--- To be done ---
Pull out every line below that contains the word "hand".

__________

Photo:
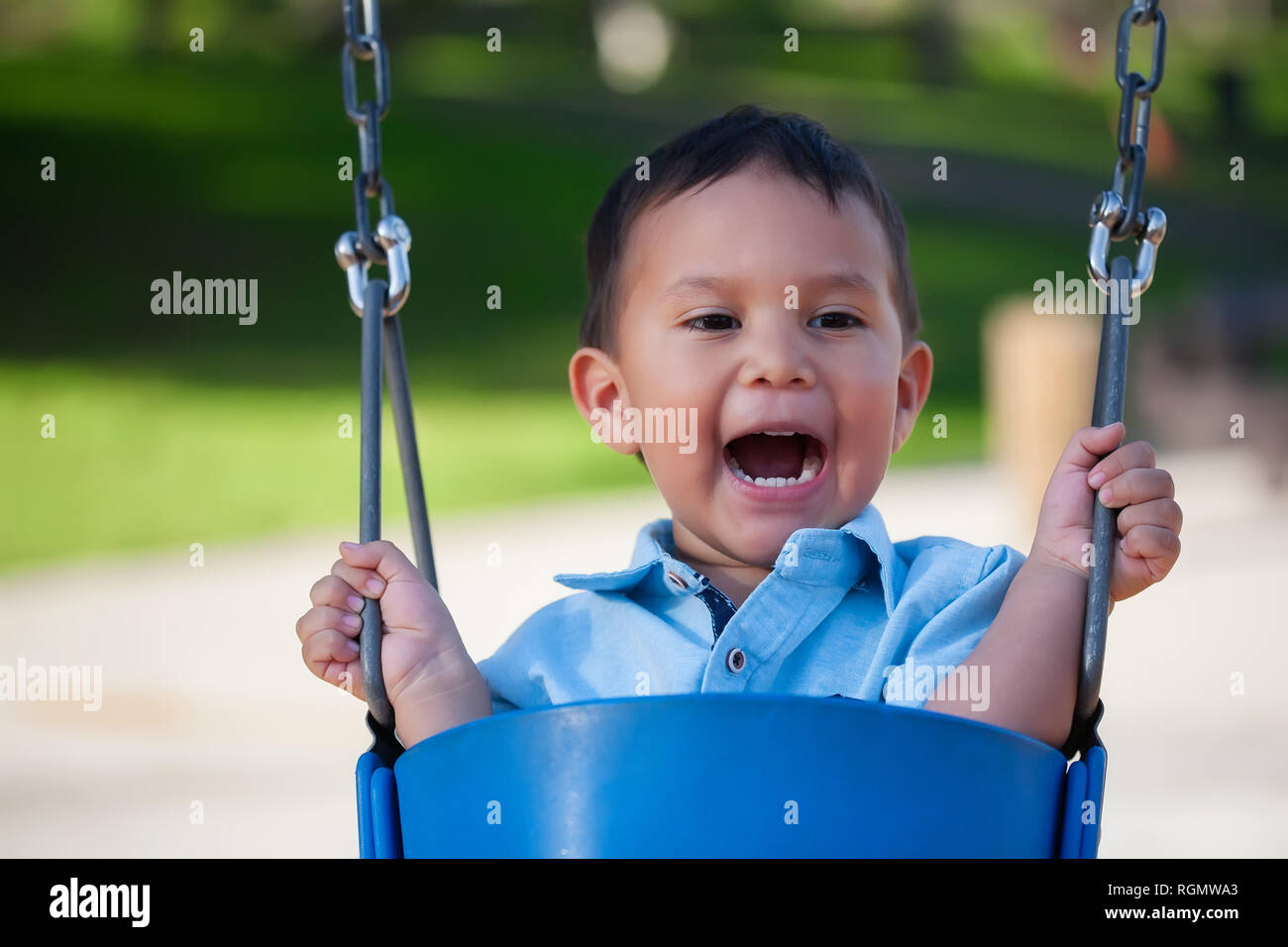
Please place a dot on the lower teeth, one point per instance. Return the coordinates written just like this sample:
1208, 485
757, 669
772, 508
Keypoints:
809, 472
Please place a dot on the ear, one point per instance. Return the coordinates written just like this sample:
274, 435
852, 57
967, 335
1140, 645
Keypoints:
914, 375
595, 382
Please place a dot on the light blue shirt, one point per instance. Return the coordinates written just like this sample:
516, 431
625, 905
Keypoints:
844, 612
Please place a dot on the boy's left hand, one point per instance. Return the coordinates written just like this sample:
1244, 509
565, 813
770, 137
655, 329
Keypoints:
1149, 519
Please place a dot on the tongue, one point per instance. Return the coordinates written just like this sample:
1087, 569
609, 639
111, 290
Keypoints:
768, 455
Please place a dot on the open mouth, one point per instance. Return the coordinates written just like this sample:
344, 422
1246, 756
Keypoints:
776, 458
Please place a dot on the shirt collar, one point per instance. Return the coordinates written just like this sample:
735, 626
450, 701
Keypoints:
851, 554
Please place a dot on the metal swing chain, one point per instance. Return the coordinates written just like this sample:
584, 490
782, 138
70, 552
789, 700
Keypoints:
1116, 215
356, 250
1115, 219
390, 244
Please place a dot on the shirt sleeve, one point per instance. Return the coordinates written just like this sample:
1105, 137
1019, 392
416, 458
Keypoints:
954, 629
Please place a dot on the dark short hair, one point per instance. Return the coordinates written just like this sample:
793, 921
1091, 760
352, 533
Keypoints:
785, 141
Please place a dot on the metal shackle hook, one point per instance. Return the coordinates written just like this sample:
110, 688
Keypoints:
355, 266
394, 236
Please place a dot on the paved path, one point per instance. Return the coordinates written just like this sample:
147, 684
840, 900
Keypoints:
205, 698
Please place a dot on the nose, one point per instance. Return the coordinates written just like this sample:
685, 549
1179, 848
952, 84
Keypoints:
776, 356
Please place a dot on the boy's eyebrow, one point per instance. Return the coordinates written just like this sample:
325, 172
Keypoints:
699, 282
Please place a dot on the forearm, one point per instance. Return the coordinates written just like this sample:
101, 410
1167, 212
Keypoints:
423, 711
1029, 657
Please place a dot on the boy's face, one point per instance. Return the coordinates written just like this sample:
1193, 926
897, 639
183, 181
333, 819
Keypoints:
729, 352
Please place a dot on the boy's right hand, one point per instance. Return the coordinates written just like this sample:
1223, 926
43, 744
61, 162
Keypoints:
423, 657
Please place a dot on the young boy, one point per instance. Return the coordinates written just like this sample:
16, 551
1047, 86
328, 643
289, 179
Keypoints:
756, 281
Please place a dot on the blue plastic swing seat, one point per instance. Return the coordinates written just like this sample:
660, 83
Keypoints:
712, 776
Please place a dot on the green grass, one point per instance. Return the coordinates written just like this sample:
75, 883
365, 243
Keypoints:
142, 463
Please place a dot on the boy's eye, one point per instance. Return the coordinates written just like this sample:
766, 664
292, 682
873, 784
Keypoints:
837, 320
711, 322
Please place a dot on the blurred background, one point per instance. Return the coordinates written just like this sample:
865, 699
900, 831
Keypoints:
174, 431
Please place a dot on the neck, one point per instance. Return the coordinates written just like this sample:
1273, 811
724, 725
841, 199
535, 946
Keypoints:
737, 579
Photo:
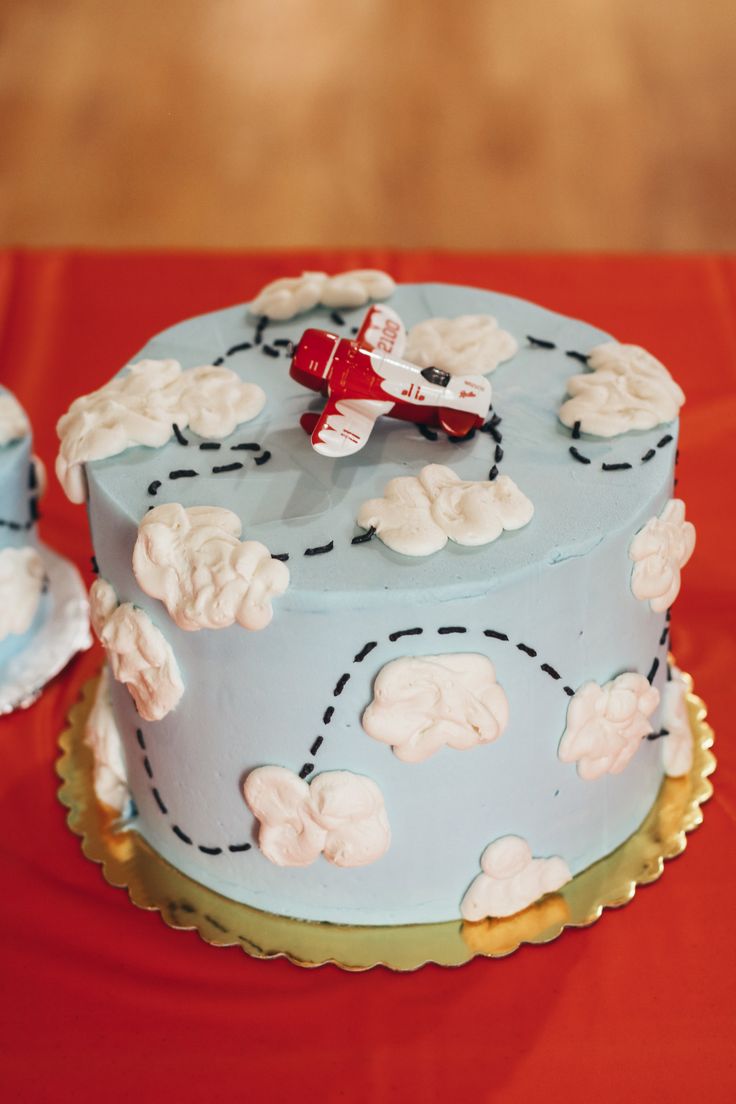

__________

--- Expected answer ---
Please place a dot on the boy's left hand, one point per instance. Return the coordinates written just like this sample:
Please place a dot on the boy's right hand, one point per instance. Return the coordinates written just like this sample:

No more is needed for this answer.